*** INPUT RECORDS ***
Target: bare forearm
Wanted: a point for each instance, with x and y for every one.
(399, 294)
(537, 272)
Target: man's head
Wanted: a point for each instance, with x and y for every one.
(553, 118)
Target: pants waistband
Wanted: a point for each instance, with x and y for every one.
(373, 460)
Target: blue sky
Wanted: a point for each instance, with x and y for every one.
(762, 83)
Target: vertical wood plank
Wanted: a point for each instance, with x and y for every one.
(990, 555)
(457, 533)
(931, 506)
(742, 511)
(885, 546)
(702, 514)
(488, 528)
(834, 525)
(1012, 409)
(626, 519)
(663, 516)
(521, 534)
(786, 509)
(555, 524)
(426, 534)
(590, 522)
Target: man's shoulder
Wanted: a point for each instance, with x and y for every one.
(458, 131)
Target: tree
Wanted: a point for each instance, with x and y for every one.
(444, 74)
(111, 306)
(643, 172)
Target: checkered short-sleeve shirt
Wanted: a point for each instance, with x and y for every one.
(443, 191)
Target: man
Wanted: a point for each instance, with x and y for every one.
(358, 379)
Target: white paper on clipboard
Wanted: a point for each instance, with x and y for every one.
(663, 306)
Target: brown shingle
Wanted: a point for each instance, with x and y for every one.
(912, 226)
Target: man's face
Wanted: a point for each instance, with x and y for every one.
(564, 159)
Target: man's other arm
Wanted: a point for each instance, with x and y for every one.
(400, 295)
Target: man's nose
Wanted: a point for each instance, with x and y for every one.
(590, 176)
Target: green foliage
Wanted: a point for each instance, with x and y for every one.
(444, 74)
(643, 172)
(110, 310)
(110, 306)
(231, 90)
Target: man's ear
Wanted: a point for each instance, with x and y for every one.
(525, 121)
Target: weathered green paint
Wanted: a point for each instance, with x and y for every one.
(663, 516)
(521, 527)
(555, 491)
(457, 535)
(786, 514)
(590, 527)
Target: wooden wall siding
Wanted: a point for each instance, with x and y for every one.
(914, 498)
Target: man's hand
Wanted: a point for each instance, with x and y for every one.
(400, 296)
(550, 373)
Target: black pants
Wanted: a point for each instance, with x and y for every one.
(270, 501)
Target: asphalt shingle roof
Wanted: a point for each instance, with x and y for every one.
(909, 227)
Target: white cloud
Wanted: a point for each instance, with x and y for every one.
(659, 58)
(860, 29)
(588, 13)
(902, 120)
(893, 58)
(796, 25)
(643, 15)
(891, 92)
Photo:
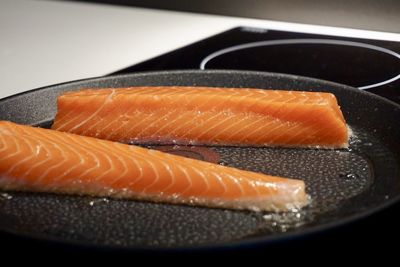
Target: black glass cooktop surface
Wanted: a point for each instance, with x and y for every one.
(370, 65)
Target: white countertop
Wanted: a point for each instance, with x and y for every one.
(48, 42)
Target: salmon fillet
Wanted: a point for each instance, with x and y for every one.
(204, 115)
(43, 160)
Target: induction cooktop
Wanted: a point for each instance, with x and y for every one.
(371, 65)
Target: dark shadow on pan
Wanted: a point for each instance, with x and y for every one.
(344, 184)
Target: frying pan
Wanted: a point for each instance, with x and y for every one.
(345, 185)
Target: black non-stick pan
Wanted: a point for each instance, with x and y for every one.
(345, 184)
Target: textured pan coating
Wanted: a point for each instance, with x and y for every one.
(204, 115)
(36, 159)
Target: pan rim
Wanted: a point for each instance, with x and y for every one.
(248, 242)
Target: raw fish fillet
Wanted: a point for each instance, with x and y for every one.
(204, 115)
(43, 160)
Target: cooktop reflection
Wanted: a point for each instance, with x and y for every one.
(370, 65)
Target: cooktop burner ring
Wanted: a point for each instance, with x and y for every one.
(306, 41)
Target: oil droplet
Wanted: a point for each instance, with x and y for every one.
(98, 201)
(349, 176)
(5, 196)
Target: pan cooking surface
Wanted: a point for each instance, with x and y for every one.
(342, 184)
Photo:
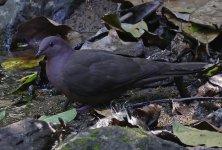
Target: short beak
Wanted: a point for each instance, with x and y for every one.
(39, 53)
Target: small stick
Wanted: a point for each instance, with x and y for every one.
(187, 99)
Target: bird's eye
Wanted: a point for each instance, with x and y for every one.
(51, 44)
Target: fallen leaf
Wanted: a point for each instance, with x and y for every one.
(34, 30)
(194, 137)
(204, 125)
(66, 116)
(209, 15)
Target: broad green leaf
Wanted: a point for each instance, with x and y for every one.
(136, 30)
(66, 116)
(200, 33)
(20, 63)
(26, 82)
(2, 115)
(203, 34)
(195, 137)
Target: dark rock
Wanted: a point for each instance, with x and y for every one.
(26, 134)
(117, 138)
(2, 2)
(15, 12)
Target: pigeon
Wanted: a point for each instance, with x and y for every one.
(99, 76)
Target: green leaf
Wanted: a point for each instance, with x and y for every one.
(195, 137)
(66, 116)
(26, 82)
(113, 21)
(21, 63)
(137, 29)
(2, 115)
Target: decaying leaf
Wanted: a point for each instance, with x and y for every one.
(187, 6)
(26, 82)
(212, 87)
(66, 116)
(200, 33)
(34, 30)
(146, 117)
(21, 63)
(215, 118)
(194, 137)
(135, 30)
(104, 112)
(140, 12)
(112, 42)
(134, 2)
(205, 125)
(209, 15)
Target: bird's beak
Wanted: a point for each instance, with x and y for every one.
(39, 53)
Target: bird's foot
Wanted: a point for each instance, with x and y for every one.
(84, 109)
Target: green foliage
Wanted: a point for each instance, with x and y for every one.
(195, 137)
(66, 116)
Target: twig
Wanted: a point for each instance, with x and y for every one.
(187, 99)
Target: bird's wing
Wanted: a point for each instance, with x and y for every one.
(92, 72)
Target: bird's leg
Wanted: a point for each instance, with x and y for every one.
(181, 87)
(67, 102)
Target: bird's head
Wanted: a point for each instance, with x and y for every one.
(52, 46)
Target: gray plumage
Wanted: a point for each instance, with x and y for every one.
(97, 76)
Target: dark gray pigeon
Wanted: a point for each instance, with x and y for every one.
(98, 76)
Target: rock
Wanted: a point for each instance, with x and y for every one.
(14, 12)
(26, 134)
(117, 138)
(2, 2)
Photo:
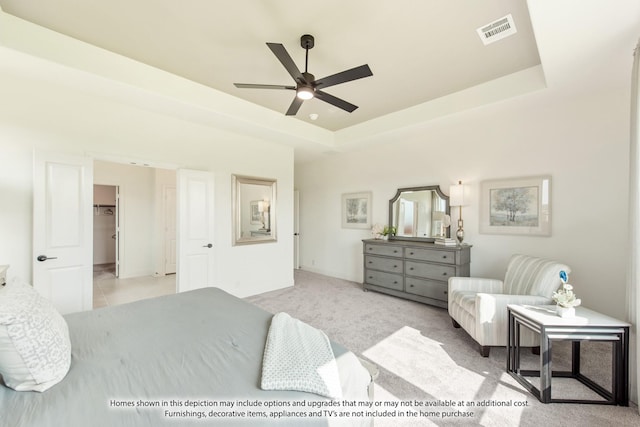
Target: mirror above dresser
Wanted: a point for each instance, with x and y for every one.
(418, 213)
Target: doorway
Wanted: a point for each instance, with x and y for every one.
(105, 232)
(134, 218)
*** End of INPUT RECORDS ***
## WORK INSTRUCTIONS
What to print is the stretch of entries from the line with "Target: man's ear" up to and including the line with "Target: white countertop". Please print it exactly and leave out the pictures.

## ANSWER TO THIS TASK
Target: man's ear
Wanted: a point for each instance, with x and y for every one.
(525, 121)
Target: weathered green paint
Wanted: a point for each instance, with x and y for every one.
(663, 516)
(521, 527)
(555, 491)
(457, 535)
(786, 514)
(590, 527)
Target: wooden wall siding
Wanted: a point for each instance, with x and y for every one.
(914, 498)
Target: man's hand
Wanted: a point for each instance, with x and y for every one.
(400, 296)
(550, 373)
Target: black pants
Wanted: a point for each instance, with x and y for every one.
(270, 501)
Target: asphalt shingle roof
Wanted: a point for each instance, with x and y for every one.
(909, 227)
Target: white cloud
Wanted: a point for each instance, with x and y for every one.
(659, 58)
(860, 29)
(588, 13)
(902, 120)
(893, 58)
(796, 25)
(643, 15)
(891, 92)
Photo:
Target: black glass cooktop surface
Wanted: a point for each instance, with x and y for every one.
(370, 65)
Target: white countertop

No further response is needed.